## Source document
[start]
Very very true. This is why I think this is more of a "peak road" period rather than "peak car". There are no good options in Central Texas to driving for many trips folks would want to take. For most trips, walking and biking are laughably inadequate. The mass transit options are relatively slim, and subject to the same congestion problems, for the most part, that single occupant vehicles are subject to - so there's little advantage to taking the bus beyond cost (Cap Metro's fares are VERY low on average). The Red Line is at its ridership target now (and actually a little above it, now that late night Friday and Saturday service is there), but further increases in peak period capacity will require investments in new infrastructure, vehicles, and increased operations & maintenance costs. So the car is the only option right now for many people.

*But*, as vehicle fuel efficiency increases every year, and folks like THL economize more and more on their trips, gasoline tax revenues will continue to fall, likely at an accelerating rate. We haven't raised them in about 20 years, and the political and economic situation today makes it very unlikely that we will any time soon.
[end]
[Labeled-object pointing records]
[start]
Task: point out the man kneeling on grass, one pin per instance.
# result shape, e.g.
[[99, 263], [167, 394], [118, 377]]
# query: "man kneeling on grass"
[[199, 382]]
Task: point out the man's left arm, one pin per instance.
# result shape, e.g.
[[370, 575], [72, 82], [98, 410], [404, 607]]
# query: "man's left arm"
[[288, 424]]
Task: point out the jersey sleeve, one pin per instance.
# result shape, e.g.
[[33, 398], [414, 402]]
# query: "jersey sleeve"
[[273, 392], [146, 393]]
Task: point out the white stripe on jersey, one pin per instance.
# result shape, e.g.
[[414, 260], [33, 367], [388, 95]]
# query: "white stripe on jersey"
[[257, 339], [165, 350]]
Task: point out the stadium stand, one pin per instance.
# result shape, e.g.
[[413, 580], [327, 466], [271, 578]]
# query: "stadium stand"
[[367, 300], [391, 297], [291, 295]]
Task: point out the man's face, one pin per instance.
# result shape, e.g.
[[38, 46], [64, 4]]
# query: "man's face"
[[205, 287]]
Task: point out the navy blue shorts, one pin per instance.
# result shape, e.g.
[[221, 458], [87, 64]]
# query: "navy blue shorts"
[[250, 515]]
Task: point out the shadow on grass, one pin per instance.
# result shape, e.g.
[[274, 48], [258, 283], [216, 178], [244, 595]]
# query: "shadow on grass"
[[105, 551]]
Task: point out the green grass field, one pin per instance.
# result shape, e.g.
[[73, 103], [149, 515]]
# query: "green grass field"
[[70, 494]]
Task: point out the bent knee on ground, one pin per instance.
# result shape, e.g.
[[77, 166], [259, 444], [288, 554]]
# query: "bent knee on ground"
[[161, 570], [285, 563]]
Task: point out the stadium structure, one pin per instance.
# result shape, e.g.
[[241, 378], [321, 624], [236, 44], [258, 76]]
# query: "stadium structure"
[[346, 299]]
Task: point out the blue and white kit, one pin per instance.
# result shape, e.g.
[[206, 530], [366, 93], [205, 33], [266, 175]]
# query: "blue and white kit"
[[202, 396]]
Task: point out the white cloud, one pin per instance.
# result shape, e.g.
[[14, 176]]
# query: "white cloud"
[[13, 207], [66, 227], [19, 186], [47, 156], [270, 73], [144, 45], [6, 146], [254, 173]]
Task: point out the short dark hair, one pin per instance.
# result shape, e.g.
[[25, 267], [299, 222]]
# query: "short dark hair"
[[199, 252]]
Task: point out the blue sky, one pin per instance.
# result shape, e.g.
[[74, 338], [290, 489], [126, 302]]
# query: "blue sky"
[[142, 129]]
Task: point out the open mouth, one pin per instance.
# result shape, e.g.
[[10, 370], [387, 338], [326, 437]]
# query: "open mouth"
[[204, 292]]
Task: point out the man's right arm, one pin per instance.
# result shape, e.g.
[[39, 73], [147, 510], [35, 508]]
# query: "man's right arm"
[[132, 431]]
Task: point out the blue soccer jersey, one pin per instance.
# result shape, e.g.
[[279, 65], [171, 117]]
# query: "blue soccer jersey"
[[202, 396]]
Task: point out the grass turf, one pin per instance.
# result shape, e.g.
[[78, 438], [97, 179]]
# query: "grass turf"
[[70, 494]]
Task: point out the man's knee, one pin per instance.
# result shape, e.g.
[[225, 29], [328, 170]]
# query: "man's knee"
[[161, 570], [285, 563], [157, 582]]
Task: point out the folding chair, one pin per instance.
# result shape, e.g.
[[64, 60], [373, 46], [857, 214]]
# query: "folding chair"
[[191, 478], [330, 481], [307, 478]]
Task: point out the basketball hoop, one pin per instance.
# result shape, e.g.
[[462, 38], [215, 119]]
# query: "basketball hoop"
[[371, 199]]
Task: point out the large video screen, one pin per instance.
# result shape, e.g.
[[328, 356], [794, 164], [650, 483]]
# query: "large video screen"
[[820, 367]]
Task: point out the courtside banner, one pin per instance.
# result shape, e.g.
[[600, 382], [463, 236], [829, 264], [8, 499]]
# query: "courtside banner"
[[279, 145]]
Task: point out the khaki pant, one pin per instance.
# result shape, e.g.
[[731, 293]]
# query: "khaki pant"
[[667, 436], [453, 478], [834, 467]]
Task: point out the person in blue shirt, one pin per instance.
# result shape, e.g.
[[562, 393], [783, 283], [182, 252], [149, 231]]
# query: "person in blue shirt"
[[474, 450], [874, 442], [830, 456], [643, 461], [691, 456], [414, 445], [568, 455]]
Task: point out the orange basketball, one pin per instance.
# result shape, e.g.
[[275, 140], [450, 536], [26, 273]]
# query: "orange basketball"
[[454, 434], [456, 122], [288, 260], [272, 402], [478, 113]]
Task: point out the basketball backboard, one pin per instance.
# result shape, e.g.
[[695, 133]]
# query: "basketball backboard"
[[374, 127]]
[end]
## To do
1 - Pick out each line of the records that contains the word "video" and copy it.
2 - Please extend the commentary on Central Texas driving and falling gas tax revenue, picking up after its final sentence.

## Responses to the exercise
1 -
Task: point out the large video screen, one pin per instance.
# query: "large video screen"

2 -
What does that mean? Well, it means that TxDOT and other highway providers have less money to simply maintain what's already out there, let alone build new. Forget about many large scale highway projects for the foreseeable future, unless we want to dip into the general fund even more than we do to build and maintain roads (general fund revenues given over to highway construction and lifecycle costs average about 50%...i.e. not from gasoline tax or 'user fees'; some roads recoup even less than that).

So, "peak road"? Yeah, I buy that. "Peak car"? Nope. Not even close, for most of the country.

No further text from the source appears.